*Tarefa*:
Transcreva o texto sobre mobilidade em São Paulo desde "05/10/2015 08:41 - Agência" até "até meia hora.", inclusive, trocando "trânsito" por "tráfego".

05/10/2015 08:41 - Agência Fapesp
Leia o estudo: Mobilidade,
Acessibilidade e Produtividade: Nota sobre a valoração econômica do tempo de
viagem na Região Metropolitana de São Paulo
José Tadeu Arantes / Agência FAPESP – Quanto custa ficar
parado no trânsito em São Paulo? Esta pergunta foi respondida com precisão.
"Hoje, pessoas que trabalham fora de casa gastam em média 100 minutos do dia na
ida e volta entre os locais de moradia e de trabalho. Considerando as
características estruturais da Região Metropolitana de São Paulo e os padrões
de mobilidade verificados em outras cidades do país, seria possível reduzir
esse intervalo de tempo em até meia hora.
O aumento de produtividade resultante faria o Produto
Interno Bruto (PIB) brasileiro, que atingiu o patamar de R$ 5,5 trilhões em
2014, crescer aproximadamente 2,83% -- ou seja, R$ 156,2 bilhões. E isso
acarretaria um adicional de R$ 97,6 bilhões no consumo da população
brasileira.”
O raciocínio é do economista Eduardo Haddad, professor
titular do Departamento de Economia da Faculdade de Economia, Administração e
Contabilidade da Universidade de São Paulo (FEA-USP). Ele coordenou a pesquisa
"Mobilidade, acessibilidade e produtividade: nota sobre a valoração econômica
do tempo de viagem na Região Metropolitana de São Paulo”.
A pesquisa contou com o apoio da FAPESP por meio do projeto
de auxílio regular "Modelagem integrada de sistemas econômicos
metropolitanos” e de uma bolsa de
pesquisa no exterior "Sistemas econômicos urbanos”.

*Material fornecido*:
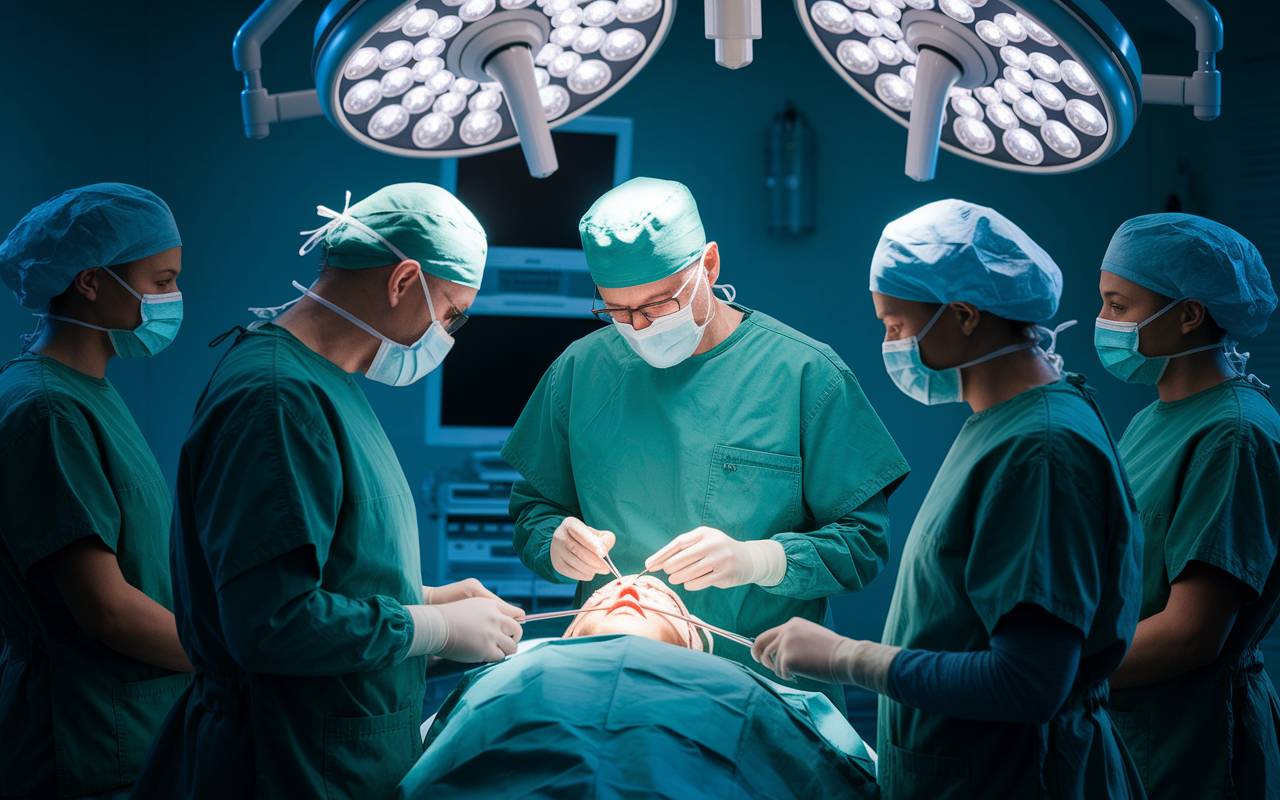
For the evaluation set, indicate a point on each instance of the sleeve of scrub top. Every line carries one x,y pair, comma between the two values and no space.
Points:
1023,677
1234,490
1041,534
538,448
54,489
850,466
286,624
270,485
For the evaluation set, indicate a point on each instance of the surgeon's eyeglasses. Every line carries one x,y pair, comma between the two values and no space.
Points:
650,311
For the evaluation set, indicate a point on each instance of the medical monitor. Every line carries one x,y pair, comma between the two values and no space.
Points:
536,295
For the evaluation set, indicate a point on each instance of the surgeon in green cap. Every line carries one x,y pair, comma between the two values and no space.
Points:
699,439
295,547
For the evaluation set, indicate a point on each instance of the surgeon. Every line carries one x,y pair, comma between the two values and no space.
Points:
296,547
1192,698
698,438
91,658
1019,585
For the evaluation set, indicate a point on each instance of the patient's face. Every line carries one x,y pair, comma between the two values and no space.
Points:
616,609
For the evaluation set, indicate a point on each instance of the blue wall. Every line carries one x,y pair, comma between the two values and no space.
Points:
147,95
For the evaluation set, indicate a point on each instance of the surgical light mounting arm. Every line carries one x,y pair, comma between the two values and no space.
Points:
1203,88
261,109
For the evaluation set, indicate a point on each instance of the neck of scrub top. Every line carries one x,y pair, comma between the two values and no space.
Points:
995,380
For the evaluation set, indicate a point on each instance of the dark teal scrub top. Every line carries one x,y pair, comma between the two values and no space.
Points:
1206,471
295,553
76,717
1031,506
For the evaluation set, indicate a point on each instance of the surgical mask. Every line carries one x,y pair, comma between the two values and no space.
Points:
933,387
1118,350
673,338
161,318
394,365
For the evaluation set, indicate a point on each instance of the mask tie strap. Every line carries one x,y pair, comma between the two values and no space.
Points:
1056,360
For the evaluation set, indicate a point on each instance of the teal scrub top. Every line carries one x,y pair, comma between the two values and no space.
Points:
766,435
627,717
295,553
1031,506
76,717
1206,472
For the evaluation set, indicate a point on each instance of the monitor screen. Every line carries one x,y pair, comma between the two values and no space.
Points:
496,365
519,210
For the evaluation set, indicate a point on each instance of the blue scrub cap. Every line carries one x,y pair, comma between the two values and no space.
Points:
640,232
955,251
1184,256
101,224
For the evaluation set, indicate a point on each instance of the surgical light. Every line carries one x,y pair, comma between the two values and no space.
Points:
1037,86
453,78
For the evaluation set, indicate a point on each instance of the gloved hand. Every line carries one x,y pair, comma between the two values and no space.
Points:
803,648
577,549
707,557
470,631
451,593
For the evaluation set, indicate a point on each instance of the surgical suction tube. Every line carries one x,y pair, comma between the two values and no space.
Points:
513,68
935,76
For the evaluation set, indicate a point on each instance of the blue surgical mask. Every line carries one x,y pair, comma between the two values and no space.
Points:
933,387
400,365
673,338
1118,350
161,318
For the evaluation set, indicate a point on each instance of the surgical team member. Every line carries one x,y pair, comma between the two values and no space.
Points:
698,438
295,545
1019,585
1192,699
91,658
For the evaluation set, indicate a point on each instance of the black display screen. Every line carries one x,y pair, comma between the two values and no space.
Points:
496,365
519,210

*Resolução do exercício*:
05/10/2015 08:41 - Agência Fapesp
Leia o estudo: Mobilidade,
Acessibilidade e Produtividade: Nota sobre a valoração econômica do tempo de
viagem na Região Metropolitana de São Paulo
José Tadeu Arantes / Agência FAPESP – Quanto custa ficar
parado no tráfego em São Paulo? Esta pergunta foi respondida com precisão.
"Hoje, pessoas que trabalham fora de casa gastam em média 100 minutos do dia na
ida e volta entre os locais de moradia e de trabalho. Considerando as
características estruturais da Região Metropolitana de São Paulo e os padrões
de mobilidade verificados em outras cidades do país, seria possível reduzir
esse intervalo de tempo em até meia hora.